Both the line containing "Indicate one point per instance of the green grass" and the last line of the listing are included: write out exactly the lines from one to the other.

(Pointing dataset records)
■ ■ ■ ■ ■
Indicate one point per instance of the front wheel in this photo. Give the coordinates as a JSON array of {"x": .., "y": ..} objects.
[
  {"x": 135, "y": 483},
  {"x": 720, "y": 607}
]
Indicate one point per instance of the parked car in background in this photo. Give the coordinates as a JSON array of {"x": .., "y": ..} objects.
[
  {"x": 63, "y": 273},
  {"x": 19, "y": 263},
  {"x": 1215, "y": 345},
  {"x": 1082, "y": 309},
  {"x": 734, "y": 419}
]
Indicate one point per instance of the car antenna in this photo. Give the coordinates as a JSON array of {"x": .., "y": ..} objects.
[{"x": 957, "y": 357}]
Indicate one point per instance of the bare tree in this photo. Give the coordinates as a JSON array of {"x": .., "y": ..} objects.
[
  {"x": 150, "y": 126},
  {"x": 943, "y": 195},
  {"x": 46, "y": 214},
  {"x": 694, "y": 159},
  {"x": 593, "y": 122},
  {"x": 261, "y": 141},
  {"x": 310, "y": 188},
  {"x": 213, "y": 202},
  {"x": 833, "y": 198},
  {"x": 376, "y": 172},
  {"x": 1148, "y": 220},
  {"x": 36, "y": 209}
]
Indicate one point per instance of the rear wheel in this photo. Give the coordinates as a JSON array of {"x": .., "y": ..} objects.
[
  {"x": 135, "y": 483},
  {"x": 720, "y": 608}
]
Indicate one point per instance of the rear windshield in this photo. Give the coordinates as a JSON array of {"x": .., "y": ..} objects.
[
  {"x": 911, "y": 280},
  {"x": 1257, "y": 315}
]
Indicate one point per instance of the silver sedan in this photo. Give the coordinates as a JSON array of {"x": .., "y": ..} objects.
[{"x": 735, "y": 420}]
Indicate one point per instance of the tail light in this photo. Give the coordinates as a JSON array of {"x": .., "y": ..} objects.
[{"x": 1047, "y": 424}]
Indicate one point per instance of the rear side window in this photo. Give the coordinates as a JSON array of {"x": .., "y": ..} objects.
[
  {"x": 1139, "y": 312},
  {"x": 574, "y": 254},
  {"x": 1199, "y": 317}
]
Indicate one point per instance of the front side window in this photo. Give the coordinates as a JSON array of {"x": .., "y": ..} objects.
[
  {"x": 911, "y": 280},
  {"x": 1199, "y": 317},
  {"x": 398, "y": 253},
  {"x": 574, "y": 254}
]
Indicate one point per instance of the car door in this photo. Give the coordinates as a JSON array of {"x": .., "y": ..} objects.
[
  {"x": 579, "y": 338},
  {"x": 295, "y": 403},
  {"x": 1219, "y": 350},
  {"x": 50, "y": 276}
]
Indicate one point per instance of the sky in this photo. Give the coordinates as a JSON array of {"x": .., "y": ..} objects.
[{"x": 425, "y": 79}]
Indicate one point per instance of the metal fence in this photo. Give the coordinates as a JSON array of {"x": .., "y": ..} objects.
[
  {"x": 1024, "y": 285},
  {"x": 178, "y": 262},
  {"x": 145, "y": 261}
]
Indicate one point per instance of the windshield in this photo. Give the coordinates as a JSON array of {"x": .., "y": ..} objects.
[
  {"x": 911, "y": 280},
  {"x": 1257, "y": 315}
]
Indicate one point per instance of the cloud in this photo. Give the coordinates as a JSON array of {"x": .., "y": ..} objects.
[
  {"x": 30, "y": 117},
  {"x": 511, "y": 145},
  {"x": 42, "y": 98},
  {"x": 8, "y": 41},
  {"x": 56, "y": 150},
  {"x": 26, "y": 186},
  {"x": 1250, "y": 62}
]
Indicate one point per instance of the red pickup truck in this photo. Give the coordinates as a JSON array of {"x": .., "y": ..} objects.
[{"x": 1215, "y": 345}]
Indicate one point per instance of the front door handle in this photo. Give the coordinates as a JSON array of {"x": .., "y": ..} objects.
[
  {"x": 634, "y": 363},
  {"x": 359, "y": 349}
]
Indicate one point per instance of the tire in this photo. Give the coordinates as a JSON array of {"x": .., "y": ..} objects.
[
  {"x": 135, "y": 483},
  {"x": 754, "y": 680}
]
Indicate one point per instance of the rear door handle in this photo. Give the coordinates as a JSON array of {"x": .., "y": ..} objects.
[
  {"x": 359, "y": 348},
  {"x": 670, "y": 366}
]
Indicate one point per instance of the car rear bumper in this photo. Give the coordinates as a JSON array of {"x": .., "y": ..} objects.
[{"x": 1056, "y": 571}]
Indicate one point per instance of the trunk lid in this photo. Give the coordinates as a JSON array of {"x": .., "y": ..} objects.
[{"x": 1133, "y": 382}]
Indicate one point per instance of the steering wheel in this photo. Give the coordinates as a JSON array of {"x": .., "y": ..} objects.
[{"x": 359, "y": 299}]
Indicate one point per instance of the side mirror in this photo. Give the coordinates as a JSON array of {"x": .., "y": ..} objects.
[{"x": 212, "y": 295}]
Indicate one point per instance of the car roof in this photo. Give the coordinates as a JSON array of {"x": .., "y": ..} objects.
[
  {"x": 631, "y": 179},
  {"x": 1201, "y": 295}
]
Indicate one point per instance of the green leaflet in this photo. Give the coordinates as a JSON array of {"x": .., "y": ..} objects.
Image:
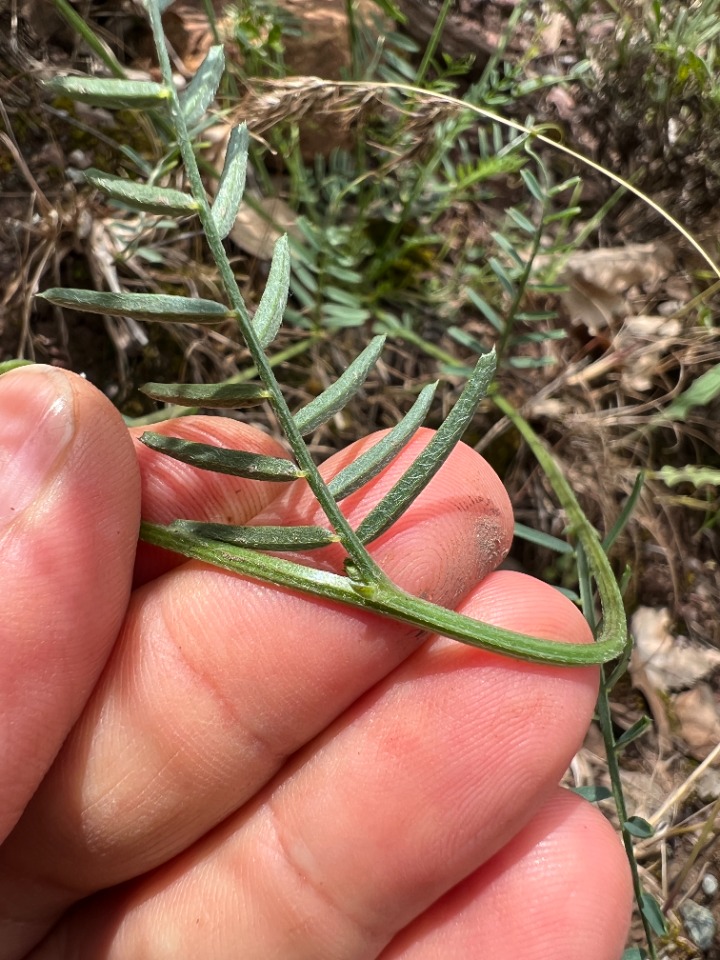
[
  {"x": 7, "y": 365},
  {"x": 370, "y": 463},
  {"x": 135, "y": 94},
  {"x": 236, "y": 463},
  {"x": 232, "y": 181},
  {"x": 212, "y": 395},
  {"x": 330, "y": 401},
  {"x": 142, "y": 196},
  {"x": 141, "y": 306},
  {"x": 427, "y": 464},
  {"x": 700, "y": 392},
  {"x": 200, "y": 92},
  {"x": 271, "y": 308},
  {"x": 258, "y": 538}
]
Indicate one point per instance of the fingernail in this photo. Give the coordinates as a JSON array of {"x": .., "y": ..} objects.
[{"x": 36, "y": 425}]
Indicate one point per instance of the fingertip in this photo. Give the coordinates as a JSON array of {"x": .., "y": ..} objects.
[{"x": 71, "y": 518}]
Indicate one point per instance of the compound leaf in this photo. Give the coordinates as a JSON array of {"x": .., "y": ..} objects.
[
  {"x": 99, "y": 92},
  {"x": 236, "y": 463},
  {"x": 258, "y": 538},
  {"x": 200, "y": 92},
  {"x": 141, "y": 306},
  {"x": 427, "y": 464},
  {"x": 319, "y": 410},
  {"x": 232, "y": 181},
  {"x": 212, "y": 395},
  {"x": 370, "y": 463},
  {"x": 142, "y": 196},
  {"x": 271, "y": 308}
]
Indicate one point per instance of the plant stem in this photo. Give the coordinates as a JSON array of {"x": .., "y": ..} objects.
[
  {"x": 365, "y": 566},
  {"x": 381, "y": 597}
]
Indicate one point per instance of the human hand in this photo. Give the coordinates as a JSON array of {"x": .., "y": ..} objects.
[{"x": 210, "y": 767}]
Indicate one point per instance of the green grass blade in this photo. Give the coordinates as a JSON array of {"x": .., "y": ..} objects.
[
  {"x": 330, "y": 401},
  {"x": 200, "y": 92},
  {"x": 142, "y": 196},
  {"x": 141, "y": 306},
  {"x": 232, "y": 181},
  {"x": 135, "y": 94},
  {"x": 215, "y": 396},
  {"x": 271, "y": 308},
  {"x": 613, "y": 635},
  {"x": 370, "y": 463},
  {"x": 235, "y": 463},
  {"x": 625, "y": 513},
  {"x": 427, "y": 464},
  {"x": 258, "y": 538}
]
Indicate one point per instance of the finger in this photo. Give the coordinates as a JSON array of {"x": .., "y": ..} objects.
■ ■ ■ ■ ■
Task output:
Indicate one point per instance of the green grass blade in this photo. Give the coordinates as a JSON array of {"x": .., "y": ..} objects.
[
  {"x": 330, "y": 401},
  {"x": 200, "y": 92},
  {"x": 142, "y": 196},
  {"x": 141, "y": 306},
  {"x": 232, "y": 181},
  {"x": 135, "y": 94},
  {"x": 215, "y": 396},
  {"x": 271, "y": 308},
  {"x": 613, "y": 635},
  {"x": 370, "y": 463},
  {"x": 235, "y": 463},
  {"x": 625, "y": 513},
  {"x": 427, "y": 464},
  {"x": 258, "y": 538}
]
Indicate one point per instance of the finger in this photo. Give the coordinates as a JSON array of {"x": .., "y": ..} objects.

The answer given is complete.